[EXERCISE AIM]:
Your reply should consist only of the lines from the one with "In this exercise you will locate the sink" through the end of the entries, transcribed exactly. Pictures stay out.

Dataset entries:
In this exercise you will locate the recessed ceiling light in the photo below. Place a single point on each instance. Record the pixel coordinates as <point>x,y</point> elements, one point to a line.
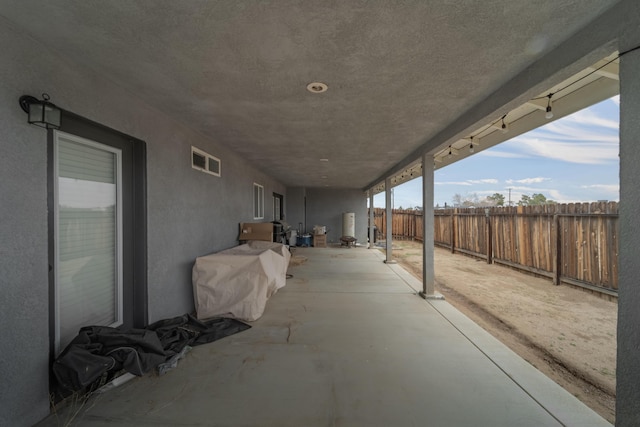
<point>317,87</point>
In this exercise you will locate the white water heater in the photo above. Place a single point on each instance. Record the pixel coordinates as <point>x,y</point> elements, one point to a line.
<point>349,224</point>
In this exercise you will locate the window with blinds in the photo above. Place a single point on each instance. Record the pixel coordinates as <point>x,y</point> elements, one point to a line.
<point>258,201</point>
<point>88,236</point>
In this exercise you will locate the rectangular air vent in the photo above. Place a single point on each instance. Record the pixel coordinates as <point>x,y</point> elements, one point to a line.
<point>205,162</point>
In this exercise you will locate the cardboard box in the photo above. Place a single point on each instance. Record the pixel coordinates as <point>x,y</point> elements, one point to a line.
<point>256,231</point>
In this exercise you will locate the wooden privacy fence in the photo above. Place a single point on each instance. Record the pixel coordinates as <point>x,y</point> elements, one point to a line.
<point>575,243</point>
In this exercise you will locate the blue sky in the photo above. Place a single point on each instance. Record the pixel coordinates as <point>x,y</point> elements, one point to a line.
<point>573,159</point>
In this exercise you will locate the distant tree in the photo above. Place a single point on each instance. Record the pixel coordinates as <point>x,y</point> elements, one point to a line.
<point>534,200</point>
<point>472,200</point>
<point>496,200</point>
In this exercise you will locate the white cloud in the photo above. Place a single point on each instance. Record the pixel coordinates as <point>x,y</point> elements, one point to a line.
<point>483,181</point>
<point>584,153</point>
<point>588,117</point>
<point>502,154</point>
<point>468,182</point>
<point>535,180</point>
<point>452,183</point>
<point>608,188</point>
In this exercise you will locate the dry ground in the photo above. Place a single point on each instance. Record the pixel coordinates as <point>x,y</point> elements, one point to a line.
<point>567,333</point>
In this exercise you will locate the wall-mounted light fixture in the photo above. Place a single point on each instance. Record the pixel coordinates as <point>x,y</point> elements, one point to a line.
<point>549,112</point>
<point>41,112</point>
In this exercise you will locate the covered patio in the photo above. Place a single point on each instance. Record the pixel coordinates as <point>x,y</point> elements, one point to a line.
<point>346,342</point>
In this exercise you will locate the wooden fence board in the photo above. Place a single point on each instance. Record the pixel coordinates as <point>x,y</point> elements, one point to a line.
<point>575,242</point>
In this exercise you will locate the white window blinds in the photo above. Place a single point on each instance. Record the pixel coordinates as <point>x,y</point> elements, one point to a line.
<point>88,236</point>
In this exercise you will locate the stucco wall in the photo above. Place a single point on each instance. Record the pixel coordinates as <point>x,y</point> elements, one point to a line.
<point>190,213</point>
<point>628,365</point>
<point>326,206</point>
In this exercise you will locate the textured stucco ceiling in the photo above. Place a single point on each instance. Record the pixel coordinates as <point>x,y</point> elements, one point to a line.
<point>398,72</point>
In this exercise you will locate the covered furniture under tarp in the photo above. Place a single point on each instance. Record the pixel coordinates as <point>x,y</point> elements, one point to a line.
<point>238,282</point>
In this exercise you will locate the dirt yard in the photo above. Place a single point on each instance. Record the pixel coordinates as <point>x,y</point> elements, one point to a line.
<point>567,333</point>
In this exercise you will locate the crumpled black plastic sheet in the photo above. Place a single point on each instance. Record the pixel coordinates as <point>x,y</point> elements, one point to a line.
<point>97,350</point>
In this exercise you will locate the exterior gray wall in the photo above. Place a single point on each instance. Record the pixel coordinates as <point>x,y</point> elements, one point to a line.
<point>628,365</point>
<point>294,203</point>
<point>190,213</point>
<point>326,206</point>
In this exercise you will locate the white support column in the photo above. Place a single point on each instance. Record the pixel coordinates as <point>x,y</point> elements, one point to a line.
<point>371,220</point>
<point>428,263</point>
<point>389,223</point>
<point>628,364</point>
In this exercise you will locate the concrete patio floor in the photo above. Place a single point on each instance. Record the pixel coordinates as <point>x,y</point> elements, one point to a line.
<point>346,343</point>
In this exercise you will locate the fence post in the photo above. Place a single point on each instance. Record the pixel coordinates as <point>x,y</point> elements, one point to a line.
<point>453,230</point>
<point>488,236</point>
<point>556,238</point>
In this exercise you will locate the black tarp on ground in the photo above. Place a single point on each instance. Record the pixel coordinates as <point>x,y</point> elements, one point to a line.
<point>98,350</point>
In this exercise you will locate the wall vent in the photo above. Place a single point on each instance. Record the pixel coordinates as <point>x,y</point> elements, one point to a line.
<point>205,162</point>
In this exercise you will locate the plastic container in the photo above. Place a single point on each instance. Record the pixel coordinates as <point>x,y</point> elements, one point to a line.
<point>304,240</point>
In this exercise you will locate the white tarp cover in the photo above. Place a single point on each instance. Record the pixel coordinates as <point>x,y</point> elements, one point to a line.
<point>238,282</point>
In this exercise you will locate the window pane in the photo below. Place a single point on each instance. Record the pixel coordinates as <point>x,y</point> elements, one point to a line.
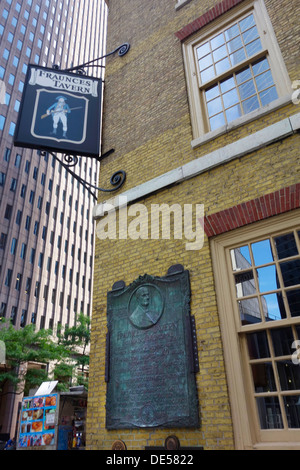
<point>273,306</point>
<point>263,377</point>
<point>243,75</point>
<point>285,246</point>
<point>247,89</point>
<point>290,272</point>
<point>237,57</point>
<point>260,66</point>
<point>253,47</point>
<point>268,96</point>
<point>250,35</point>
<point>292,408</point>
<point>205,62</point>
<point>264,80</point>
<point>240,258</point>
<point>249,311</point>
<point>267,278</point>
<point>235,44</point>
<point>244,283</point>
<point>289,375</point>
<point>282,341</point>
<point>250,105</point>
<point>247,23</point>
<point>217,121</point>
<point>293,297</point>
<point>207,74</point>
<point>227,84</point>
<point>217,41</point>
<point>220,53</point>
<point>230,98</point>
<point>262,252</point>
<point>214,106</point>
<point>269,413</point>
<point>232,32</point>
<point>222,66</point>
<point>212,92</point>
<point>203,50</point>
<point>258,347</point>
<point>233,113</point>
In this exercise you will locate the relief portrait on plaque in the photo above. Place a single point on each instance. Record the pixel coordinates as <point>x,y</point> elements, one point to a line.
<point>145,306</point>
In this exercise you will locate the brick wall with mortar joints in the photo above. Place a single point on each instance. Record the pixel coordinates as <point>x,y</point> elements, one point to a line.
<point>268,169</point>
<point>132,258</point>
<point>162,103</point>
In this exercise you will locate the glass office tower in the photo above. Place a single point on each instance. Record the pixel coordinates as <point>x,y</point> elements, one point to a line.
<point>46,226</point>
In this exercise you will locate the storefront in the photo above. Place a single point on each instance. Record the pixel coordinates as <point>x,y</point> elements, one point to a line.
<point>53,422</point>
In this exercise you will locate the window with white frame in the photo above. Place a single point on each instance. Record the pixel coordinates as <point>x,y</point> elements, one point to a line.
<point>234,68</point>
<point>257,272</point>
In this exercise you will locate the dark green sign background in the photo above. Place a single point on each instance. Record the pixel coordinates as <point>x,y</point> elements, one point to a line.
<point>151,382</point>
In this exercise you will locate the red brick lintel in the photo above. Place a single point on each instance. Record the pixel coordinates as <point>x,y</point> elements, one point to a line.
<point>269,205</point>
<point>207,18</point>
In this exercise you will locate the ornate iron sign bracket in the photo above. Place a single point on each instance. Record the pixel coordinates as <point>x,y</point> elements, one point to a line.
<point>68,161</point>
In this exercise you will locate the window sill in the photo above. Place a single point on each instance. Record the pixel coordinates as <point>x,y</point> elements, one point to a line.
<point>280,102</point>
<point>181,3</point>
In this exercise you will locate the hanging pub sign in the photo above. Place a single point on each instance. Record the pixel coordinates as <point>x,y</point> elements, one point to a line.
<point>60,111</point>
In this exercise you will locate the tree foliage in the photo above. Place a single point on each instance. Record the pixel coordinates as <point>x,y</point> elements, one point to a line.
<point>65,353</point>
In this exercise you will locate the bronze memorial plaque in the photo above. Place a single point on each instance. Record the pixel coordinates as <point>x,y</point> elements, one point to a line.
<point>151,353</point>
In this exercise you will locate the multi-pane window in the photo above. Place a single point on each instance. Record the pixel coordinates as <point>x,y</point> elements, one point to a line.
<point>267,285</point>
<point>234,68</point>
<point>243,91</point>
<point>257,273</point>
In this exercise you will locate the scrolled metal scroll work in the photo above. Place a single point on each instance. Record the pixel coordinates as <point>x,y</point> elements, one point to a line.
<point>122,50</point>
<point>116,180</point>
<point>70,160</point>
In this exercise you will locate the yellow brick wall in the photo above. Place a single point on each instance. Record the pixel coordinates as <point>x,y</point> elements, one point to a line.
<point>146,120</point>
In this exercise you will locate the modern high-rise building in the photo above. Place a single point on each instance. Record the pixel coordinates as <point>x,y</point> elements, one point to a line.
<point>46,226</point>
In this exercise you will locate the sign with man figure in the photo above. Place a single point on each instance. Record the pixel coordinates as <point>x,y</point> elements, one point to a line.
<point>60,111</point>
<point>150,369</point>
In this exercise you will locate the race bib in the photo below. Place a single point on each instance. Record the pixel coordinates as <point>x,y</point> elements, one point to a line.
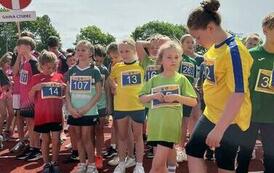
<point>81,84</point>
<point>188,69</point>
<point>165,90</point>
<point>130,78</point>
<point>151,71</point>
<point>51,90</point>
<point>264,81</point>
<point>24,77</point>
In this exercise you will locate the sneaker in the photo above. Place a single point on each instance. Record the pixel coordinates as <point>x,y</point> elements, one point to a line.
<point>99,162</point>
<point>181,155</point>
<point>111,152</point>
<point>149,153</point>
<point>209,155</point>
<point>130,162</point>
<point>114,161</point>
<point>18,147</point>
<point>1,142</point>
<point>139,169</point>
<point>253,154</point>
<point>47,168</point>
<point>55,167</point>
<point>34,156</point>
<point>24,154</point>
<point>91,169</point>
<point>81,168</point>
<point>120,168</point>
<point>72,159</point>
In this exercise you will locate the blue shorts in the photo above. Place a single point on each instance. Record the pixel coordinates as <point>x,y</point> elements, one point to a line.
<point>137,116</point>
<point>225,154</point>
<point>87,120</point>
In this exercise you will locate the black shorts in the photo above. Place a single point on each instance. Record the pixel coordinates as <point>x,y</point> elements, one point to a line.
<point>137,116</point>
<point>49,127</point>
<point>187,111</point>
<point>27,112</point>
<point>102,112</point>
<point>225,154</point>
<point>163,143</point>
<point>87,120</point>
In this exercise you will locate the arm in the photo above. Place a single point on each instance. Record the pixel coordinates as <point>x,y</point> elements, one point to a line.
<point>93,101</point>
<point>140,48</point>
<point>231,109</point>
<point>74,112</point>
<point>183,100</point>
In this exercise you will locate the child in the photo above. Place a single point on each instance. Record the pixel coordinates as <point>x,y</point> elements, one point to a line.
<point>166,93</point>
<point>102,104</point>
<point>47,92</point>
<point>5,97</point>
<point>262,92</point>
<point>126,82</point>
<point>252,40</point>
<point>228,107</point>
<point>83,92</point>
<point>71,61</point>
<point>26,67</point>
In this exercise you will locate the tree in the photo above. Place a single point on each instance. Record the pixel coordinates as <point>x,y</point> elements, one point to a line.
<point>94,35</point>
<point>174,31</point>
<point>41,28</point>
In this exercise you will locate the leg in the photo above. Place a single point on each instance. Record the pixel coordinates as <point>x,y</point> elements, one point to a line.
<point>138,139</point>
<point>86,132</point>
<point>247,143</point>
<point>159,163</point>
<point>55,145</point>
<point>122,128</point>
<point>45,146</point>
<point>267,130</point>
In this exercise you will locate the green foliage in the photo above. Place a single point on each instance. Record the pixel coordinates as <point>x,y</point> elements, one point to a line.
<point>173,31</point>
<point>41,28</point>
<point>94,35</point>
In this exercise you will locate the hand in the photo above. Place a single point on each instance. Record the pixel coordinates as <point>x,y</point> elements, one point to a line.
<point>171,98</point>
<point>37,87</point>
<point>74,112</point>
<point>214,138</point>
<point>159,96</point>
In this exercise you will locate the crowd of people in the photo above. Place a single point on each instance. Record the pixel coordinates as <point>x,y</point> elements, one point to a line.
<point>166,101</point>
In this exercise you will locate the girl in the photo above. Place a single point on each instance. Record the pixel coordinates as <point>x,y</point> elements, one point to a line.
<point>82,96</point>
<point>228,107</point>
<point>47,91</point>
<point>127,80</point>
<point>5,97</point>
<point>166,93</point>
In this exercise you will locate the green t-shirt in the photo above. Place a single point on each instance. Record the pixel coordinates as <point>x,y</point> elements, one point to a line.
<point>261,89</point>
<point>165,120</point>
<point>150,67</point>
<point>82,87</point>
<point>104,75</point>
<point>188,68</point>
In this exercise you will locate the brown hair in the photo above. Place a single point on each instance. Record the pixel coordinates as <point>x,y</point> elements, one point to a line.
<point>164,47</point>
<point>46,57</point>
<point>268,21</point>
<point>5,58</point>
<point>203,15</point>
<point>26,41</point>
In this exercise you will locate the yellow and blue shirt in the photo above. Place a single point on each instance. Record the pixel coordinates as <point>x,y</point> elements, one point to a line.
<point>227,71</point>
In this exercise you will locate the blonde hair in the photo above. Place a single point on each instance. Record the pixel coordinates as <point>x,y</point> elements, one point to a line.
<point>5,58</point>
<point>166,46</point>
<point>268,21</point>
<point>46,57</point>
<point>87,44</point>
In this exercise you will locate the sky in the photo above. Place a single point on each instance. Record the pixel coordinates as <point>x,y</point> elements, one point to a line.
<point>121,17</point>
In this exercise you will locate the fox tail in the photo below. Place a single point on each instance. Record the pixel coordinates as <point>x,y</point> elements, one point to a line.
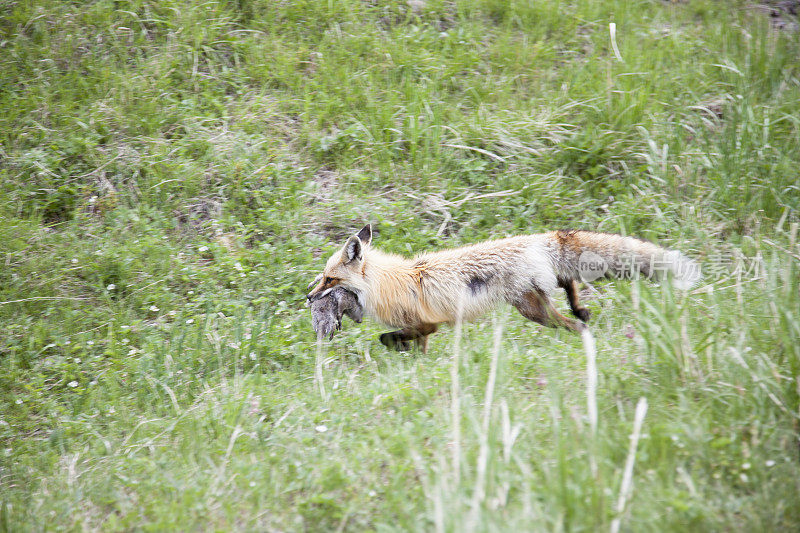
<point>587,256</point>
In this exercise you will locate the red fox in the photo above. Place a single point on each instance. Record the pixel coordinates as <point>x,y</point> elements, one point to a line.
<point>417,295</point>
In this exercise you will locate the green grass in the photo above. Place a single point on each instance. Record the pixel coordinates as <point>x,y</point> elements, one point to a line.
<point>173,174</point>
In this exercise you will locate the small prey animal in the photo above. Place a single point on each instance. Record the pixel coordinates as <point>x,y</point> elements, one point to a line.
<point>328,309</point>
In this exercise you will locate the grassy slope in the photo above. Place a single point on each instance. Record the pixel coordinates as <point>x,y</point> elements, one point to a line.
<point>173,174</point>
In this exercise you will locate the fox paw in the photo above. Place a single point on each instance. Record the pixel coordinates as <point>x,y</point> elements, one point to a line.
<point>583,314</point>
<point>391,340</point>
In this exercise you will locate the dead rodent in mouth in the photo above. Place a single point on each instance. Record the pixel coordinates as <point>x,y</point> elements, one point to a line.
<point>328,309</point>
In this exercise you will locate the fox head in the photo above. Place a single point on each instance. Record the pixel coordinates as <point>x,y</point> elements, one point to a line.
<point>345,267</point>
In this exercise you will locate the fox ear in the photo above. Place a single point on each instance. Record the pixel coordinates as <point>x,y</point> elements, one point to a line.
<point>365,235</point>
<point>353,249</point>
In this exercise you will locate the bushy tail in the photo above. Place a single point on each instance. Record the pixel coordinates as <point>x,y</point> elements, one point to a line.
<point>588,256</point>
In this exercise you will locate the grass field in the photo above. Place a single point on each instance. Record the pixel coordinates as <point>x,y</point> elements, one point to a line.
<point>174,173</point>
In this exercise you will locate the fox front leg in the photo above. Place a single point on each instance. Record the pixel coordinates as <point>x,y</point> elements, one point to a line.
<point>401,339</point>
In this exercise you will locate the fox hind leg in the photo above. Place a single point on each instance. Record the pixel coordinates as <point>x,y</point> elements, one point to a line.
<point>571,288</point>
<point>536,306</point>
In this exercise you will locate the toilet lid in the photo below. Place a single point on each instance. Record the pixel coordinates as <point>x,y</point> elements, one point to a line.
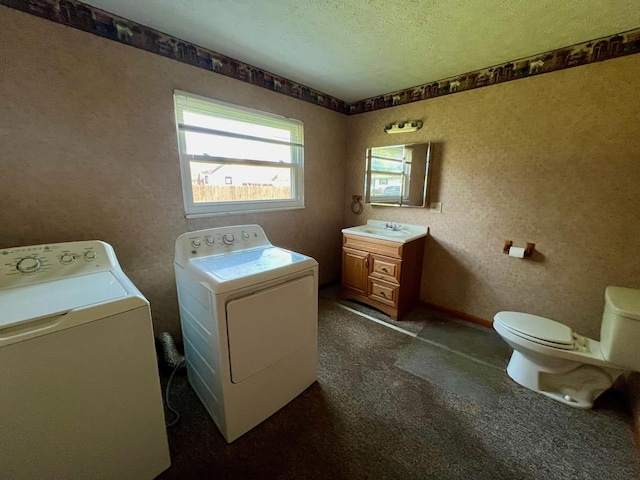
<point>537,328</point>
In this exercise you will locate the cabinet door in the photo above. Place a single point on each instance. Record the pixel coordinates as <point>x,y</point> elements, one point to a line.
<point>355,270</point>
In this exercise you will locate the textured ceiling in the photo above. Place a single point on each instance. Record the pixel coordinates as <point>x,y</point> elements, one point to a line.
<point>355,49</point>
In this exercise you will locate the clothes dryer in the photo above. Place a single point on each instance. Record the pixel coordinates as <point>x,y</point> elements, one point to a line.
<point>249,314</point>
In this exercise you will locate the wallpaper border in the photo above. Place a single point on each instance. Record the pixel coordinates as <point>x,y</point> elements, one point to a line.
<point>75,14</point>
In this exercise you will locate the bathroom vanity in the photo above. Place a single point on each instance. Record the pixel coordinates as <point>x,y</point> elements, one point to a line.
<point>382,265</point>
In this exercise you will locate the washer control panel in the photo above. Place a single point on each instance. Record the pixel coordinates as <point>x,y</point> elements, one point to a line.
<point>219,240</point>
<point>35,264</point>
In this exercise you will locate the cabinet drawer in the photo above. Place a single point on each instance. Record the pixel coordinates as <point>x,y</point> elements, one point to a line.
<point>387,269</point>
<point>383,292</point>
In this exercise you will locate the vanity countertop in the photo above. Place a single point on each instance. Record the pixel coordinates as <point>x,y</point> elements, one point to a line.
<point>390,231</point>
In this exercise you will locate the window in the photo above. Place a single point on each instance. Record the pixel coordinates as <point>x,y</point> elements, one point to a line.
<point>235,159</point>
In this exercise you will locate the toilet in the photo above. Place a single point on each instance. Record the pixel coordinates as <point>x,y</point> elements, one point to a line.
<point>551,359</point>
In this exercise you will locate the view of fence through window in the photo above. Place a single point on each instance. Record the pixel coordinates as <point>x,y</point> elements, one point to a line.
<point>235,165</point>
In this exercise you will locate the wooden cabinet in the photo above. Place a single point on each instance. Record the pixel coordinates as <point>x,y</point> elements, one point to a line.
<point>383,274</point>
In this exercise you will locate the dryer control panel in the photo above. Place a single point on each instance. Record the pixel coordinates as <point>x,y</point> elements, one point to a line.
<point>21,266</point>
<point>214,241</point>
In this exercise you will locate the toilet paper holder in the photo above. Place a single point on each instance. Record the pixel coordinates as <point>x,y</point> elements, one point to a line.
<point>528,250</point>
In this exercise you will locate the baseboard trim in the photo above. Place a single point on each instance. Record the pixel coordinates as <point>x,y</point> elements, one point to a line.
<point>460,315</point>
<point>629,384</point>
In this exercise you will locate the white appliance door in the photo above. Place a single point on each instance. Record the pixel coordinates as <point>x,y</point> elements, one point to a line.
<point>269,325</point>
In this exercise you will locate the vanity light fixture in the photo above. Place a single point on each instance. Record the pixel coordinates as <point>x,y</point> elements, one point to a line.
<point>403,127</point>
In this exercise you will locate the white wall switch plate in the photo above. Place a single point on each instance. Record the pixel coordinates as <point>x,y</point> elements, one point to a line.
<point>435,207</point>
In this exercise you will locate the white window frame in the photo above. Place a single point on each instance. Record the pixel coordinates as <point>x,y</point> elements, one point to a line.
<point>192,209</point>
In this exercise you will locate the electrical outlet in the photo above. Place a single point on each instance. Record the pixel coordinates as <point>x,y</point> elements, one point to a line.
<point>435,207</point>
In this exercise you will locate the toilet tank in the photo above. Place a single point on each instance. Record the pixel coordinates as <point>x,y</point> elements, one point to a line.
<point>620,330</point>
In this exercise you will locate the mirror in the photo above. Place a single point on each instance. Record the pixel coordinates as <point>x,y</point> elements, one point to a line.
<point>397,175</point>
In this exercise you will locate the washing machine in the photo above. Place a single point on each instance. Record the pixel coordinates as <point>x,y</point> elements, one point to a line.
<point>249,314</point>
<point>79,388</point>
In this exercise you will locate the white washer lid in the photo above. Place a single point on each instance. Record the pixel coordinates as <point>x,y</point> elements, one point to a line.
<point>536,327</point>
<point>41,300</point>
<point>624,301</point>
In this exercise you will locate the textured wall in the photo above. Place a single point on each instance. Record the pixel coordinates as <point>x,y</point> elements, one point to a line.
<point>89,151</point>
<point>553,160</point>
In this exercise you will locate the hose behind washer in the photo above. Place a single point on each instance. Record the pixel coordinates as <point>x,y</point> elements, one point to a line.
<point>175,361</point>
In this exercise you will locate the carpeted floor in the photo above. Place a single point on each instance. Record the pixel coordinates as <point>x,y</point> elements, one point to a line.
<point>423,405</point>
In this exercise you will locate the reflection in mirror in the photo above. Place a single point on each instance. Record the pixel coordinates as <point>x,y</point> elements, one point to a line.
<point>397,175</point>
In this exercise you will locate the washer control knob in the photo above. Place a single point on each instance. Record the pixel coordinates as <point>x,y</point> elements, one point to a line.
<point>29,265</point>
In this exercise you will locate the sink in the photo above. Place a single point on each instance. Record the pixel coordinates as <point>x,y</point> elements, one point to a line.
<point>376,229</point>
<point>386,232</point>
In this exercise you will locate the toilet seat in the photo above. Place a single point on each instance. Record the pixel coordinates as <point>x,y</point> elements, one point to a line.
<point>537,329</point>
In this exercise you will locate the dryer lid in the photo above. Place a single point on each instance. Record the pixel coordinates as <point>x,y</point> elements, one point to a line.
<point>536,327</point>
<point>242,268</point>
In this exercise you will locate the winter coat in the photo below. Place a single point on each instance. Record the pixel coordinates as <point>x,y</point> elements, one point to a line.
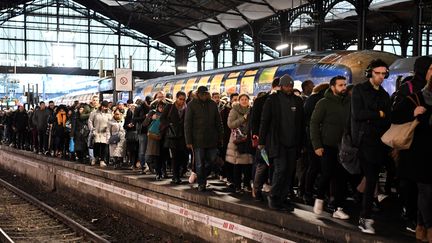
<point>40,119</point>
<point>153,146</point>
<point>114,128</point>
<point>20,121</point>
<point>170,115</point>
<point>366,124</point>
<point>329,120</point>
<point>203,125</point>
<point>415,163</point>
<point>236,120</point>
<point>98,125</point>
<point>271,120</point>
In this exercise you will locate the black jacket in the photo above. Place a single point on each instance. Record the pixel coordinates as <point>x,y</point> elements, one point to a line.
<point>269,134</point>
<point>415,163</point>
<point>367,126</point>
<point>170,115</point>
<point>203,125</point>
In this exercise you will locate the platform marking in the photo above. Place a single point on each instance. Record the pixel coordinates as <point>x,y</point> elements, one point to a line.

[RESPONSE TO THE EXERCISE]:
In this exercise you will locate the sink in the photo above. Place a single point on each instance. Record the pixel coordinates as <point>x,y</point> elements, one point to a line.
<point>376,229</point>
<point>386,232</point>
In this exercise you will locate the toilet seat in the photo above. Place a single point on each instance. Record the pixel coordinates as <point>x,y</point> elements, one point to a line.
<point>537,329</point>
In this exercise you will locate the dryer lid in the photo above. Place a single point on each instance. Record the pixel coordinates as <point>x,y</point> elements, one point to a line.
<point>536,327</point>
<point>242,268</point>
In this exercise you will locate the winter coat in the photo below. Place a single point on each instance. Record the pixel coordinates as <point>x,y</point> elements, one point to a line.
<point>40,119</point>
<point>153,146</point>
<point>114,128</point>
<point>20,121</point>
<point>170,115</point>
<point>366,124</point>
<point>329,120</point>
<point>203,125</point>
<point>415,163</point>
<point>236,120</point>
<point>98,125</point>
<point>271,120</point>
In this exercise you will locate the black jacket in the photo above. Place a single point on each instance. Record the pixel coordinates as <point>x,y</point> elements, one point to a line.
<point>269,134</point>
<point>415,163</point>
<point>367,126</point>
<point>170,115</point>
<point>203,125</point>
In this exercise you will locate the platform marking in the photo above. Place a single point on each instance. Record the pixel coordinates as <point>x,y</point> elements, one point to a line.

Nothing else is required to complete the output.